# $10 Off $50 Order at A-MAZE-N PRODUCTS



## tjohnson (Feb 6, 2013)

Running a new promo for February 2013

*$10 Off $50 Order at A-MAZE-N PRODUCTS*

*COUPON CODE = SMF10BUCKS*

http://www.amazenproducts.com

Offer Ends 2/28/13

THX!

Todd


----------



## smoke happens (Feb 6, 2013)

Hmmm, what should I buy now? Going to get those matts up soon?


----------



## pgsmoker64 (Feb 6, 2013)

Thanks Todd.  Just might take you up on that!

I need some more dust...maybe an AMNPS and some pellets....

I'll see if I can get an advance on my allowance   
	

	
	
		
		



		
			












Bill


----------



## dirtsailor2003 (Feb 6, 2013)

Todd is there a code for this offer?? Was placing an order but after entering the items the total didn't reflect the discount?

Thanks!


----------



## tjohnson (Feb 6, 2013)

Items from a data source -
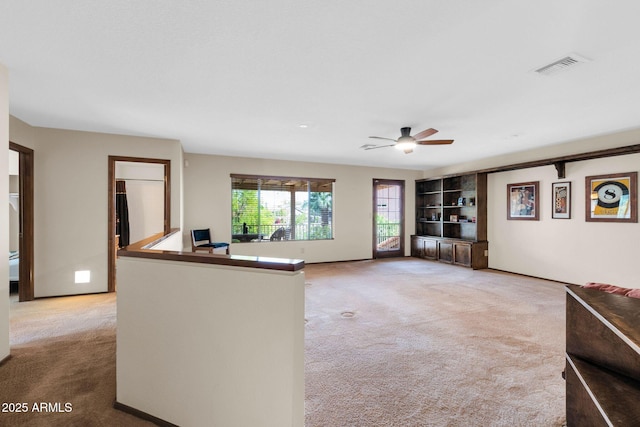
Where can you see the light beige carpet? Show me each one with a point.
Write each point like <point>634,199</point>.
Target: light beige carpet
<point>419,343</point>
<point>388,343</point>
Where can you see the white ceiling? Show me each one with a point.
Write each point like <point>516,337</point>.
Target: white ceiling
<point>238,77</point>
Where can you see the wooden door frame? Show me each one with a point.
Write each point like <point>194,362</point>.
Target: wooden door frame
<point>111,257</point>
<point>26,227</point>
<point>376,182</point>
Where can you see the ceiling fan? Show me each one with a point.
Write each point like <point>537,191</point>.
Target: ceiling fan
<point>407,143</point>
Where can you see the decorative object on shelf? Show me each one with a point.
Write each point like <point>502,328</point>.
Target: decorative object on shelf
<point>523,201</point>
<point>611,198</point>
<point>561,202</point>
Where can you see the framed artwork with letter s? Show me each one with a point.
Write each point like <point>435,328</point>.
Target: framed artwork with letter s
<point>561,200</point>
<point>611,198</point>
<point>522,201</point>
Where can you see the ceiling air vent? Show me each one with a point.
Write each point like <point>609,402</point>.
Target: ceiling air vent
<point>561,64</point>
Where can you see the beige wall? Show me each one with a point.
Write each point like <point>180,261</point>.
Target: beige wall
<point>208,205</point>
<point>568,250</point>
<point>4,213</point>
<point>210,345</point>
<point>71,181</point>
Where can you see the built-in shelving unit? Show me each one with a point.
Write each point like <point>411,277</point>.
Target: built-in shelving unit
<point>451,220</point>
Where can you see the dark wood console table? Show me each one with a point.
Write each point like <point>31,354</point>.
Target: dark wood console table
<point>603,358</point>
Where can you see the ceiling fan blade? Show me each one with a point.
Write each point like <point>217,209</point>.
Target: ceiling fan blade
<point>379,137</point>
<point>373,147</point>
<point>435,142</point>
<point>425,133</point>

Problems and tasks -
• 1. In the coupon thread, take the part that opens with the words "## smoke happens" and closes with "and some pellets....", and write it out again, substituting "sawdust" for "dust".
• 2. Resume the forum thread about the A-MAZE-N coupon from the point where it stops.

Answers for the exercise -
• 1.
## smoke happens (Feb 6, 2013)

Hmmm, what should I buy now? Going to get those matts up soon?


----------



## pgsmoker64 (Feb 6, 2013)

Thanks Todd.  Just might take you up on that!

I need some more sawdust...maybe an AMNPS and some pellets....

• 2.
dirtsailor2003 said:


> Todd is there a code for this offer?? Was placing an order but after entering the items the total didn't reflect the discount?
> 
> Thanks!


OOPS!

Missed that little part....Sorry!

COUPON CODE = SMF10BUCKS


----------



## dirtsailor2003 (Feb 6, 2013)

TJohnson said:


> OOPS!
> 
> Missed that little part....Sorry!
> 
> COUPON CODE = SMF10BUCKS


Thanks Todd! One order coming your way!


----------



## geerock (Feb 6, 2013)

Todd
When are the mats available?


----------



## kingfishcam (Feb 6, 2013)

Mats?  What are these mats you speak of???


----------



## smoking b (Feb 6, 2013)

kingfishcam said:


> Mats? What are these mats you speak of???


Here ya go...     http://www.smokingmeatforums.com/t/135910/todd-at-amazen-products-has-done-it-again#post_930584


----------



## handymanstan (Feb 7, 2013)

For those looking at the mats.


----------



## dirtsailor2003 (Feb 7, 2013)

I made an order today (no mats) just some other goodies! I am super impressed with the fast service. I barely had the order complete and I got the shipping notice!!!

Thank you Todd!


----------



## dward51 (Feb 8, 2013)

Ordered a pellet tray and extra pellets today.

Thanks Todd!!!!


----------



## the1jonc (Feb 8, 2013)

Thanks for the promo code.  I placed order last night for the 5x8 pellet smoker and a mess of pellets.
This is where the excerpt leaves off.